[WRITTEN EXERCISE A] In the forum thread on Arkansas pit rentals, rewrite the passage from "I am looking" to "this at all..", changing "Snow Goose" to "Light Goose".
[WRITTEN EXERCISE B] Extend the forum thread on Arkansas pit rentals by writing what comes after its final post.

[TEXT PROVIDED]
# Arkansas Pit Rentals?



## zacherwalker (Nov 26, 2012)

Okay, just tried to use the search bar for the forums yielding no results; but because I have seen something about it before so if you posted it or know information about it please let me know...


I heard someone saying that they know a farmer(s) in Arkansas that will let you hunt a pit they have on their land for really cheap (+/- $100) a day.. It isn't like a guides land or a hunting clubs land just a person who is trying to make money in the offseason. 

I was wondering if anyone knows or has heard of anything like this and could pass on some information to where I contact said farmer. I tried google and only could find pit or blind rentals for guides lands. 

I am looking to either head out for the Third season(Dec 26-Jan 27 I believe) or for the Snow Goose thats Late Jan Early Feb.

Please let me know if you have any information on this at all..


----------



## sasmojoe (Nov 27, 2012)

*pit lease*

checkout craigslist for Jonesboro Arkansas, I have seen several postings


----------



## Fowl (Nov 27, 2012)

If you get it cheap that is one thing, but buyer beware, a lot of times those pits are either not producing or have been burned up before you get there. Just a word of caution. That's not to say you won't kill ducks, but I would be careful before I tied up a lot of money.


----------



## Shakey Head (Nov 27, 2012)

Proceed with caution!!!  I know alot of people who have been taking advantage of in the same situation.  Just because it is flooded rice or beans, and it is in Arkansas, doesnt mean you are going to have ducks.  You burn alot of money with little results.  Wish I could help you, but our lease is entirely private in NE Arkansas.


----------



## Shakey Head (Nov 27, 2012)

One more horror story for you.  

I once knew of a person who had several pits he would lease out for duck season.  There were a handful that never produced, and not any of the "seasoned" hunters would lease.  These pits would sit unleased to mid season, when a person like yourself, would want to lease an Arkansas pit for a cheaper mid season rate.  These "people" would then clean all the hulls and feathers out of the good producing pits, put the hulls and feathers in trash bags, and dump the feathers and hulls in the "bad" pits.  When a new-comer, such as your self would come out to look at the pit they were wanting to lease, it looked like the previous hunters had a smack hole (due to the abundance of feathers and hulls).  The "new-comer" would then immediately pay this "person" for the obviously smack hole of a pit blind.  Trust me, they never fired a shot.  I have seen this take place season after season...

[RECORDS PROVIDED]
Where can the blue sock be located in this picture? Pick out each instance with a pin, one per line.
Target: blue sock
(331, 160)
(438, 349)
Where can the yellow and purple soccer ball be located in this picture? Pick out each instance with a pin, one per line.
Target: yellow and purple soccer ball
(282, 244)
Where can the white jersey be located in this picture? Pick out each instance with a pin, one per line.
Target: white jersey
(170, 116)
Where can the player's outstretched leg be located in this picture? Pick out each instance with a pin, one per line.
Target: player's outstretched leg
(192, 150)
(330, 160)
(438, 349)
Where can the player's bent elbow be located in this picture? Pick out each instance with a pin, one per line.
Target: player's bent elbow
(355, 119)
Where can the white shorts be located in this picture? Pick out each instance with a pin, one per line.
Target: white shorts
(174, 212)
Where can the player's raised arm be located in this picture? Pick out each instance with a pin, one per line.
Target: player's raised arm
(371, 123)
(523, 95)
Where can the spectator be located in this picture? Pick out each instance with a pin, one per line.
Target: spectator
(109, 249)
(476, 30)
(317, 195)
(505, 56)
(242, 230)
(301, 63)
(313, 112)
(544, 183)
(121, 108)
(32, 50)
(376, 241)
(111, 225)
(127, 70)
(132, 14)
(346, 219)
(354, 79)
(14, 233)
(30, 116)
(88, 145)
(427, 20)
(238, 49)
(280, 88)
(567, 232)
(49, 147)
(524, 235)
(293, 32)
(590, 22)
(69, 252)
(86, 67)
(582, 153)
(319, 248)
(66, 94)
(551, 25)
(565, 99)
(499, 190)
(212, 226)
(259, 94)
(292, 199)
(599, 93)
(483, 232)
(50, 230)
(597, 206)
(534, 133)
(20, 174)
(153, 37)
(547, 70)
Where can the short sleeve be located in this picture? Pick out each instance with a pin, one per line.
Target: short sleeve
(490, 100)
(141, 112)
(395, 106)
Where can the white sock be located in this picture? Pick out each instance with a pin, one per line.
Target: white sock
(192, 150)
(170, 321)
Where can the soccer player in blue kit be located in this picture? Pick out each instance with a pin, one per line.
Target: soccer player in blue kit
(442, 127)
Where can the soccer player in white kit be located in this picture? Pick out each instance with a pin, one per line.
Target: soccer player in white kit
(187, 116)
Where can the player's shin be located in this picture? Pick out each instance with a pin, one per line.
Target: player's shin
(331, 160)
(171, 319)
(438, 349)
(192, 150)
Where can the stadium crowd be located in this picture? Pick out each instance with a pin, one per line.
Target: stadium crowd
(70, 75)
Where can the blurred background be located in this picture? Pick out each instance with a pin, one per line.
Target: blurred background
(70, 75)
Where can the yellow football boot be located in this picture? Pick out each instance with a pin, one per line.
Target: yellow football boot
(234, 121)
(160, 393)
* * *
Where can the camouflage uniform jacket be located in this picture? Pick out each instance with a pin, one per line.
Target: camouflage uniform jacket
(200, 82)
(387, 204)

[RESULT A]
I am looking to either head out for the Third season(Dec 26-Jan 27 I believe) or for the Light Goose thats Late Jan Early Feb.

Please let me know if you have any information on this at all..

[RESULT B]
----------



## king killer delete (Nov 27, 2012)

I paid a bunch of money for a pit rental and did not kill a duck. Good luck.


----------



## zacherwalker (Nov 27, 2012)

seems to me from what I have been hearing a waste of time...I was really hoping the person that posted previously would comment on it I remember them posting either a name or definitely a number of a guy theyve been to numerou times with great results..


----------



## Woods Savvy (Nov 27, 2012)

Call Roger Reeves  870-830-1132 it  is $125.00 a day per person. His blinds are in one of the best spots in Arkansas.


----------



## waddler (Nov 28, 2012)

There are shenanigans that take place, but contrary to what seems to be said here, it is not so cut and dried as to "good" pits and  "bad" pits. There are just too many factors involved. I have seen very productive pits have zero ducks for a week at a time, and then suddenly have ducks.

The smartest action you can take is to make friends with folks that are in, or go to, Arkansas for duck hunting. Deciding in October where to hunt in December is a Crap Shoot all the way. Having said that, guides with many locations across the delta are the most reliable for a single trip. Guides with only a few pits are subject to "duck drought" like everyone else.


----------



## zacherwalker (Nov 28, 2012)

I am not so much looking for "good pit bad pit" more so just honest. I decided on Arkansas in June and am planning on hunting the public land Mecca and seeing the amazing boat race first hand. But I was just looking to get a day in on a flooded field..  I mean if I'm gonna be out there might as well try. Thanks everyone for there help and especially for the number!!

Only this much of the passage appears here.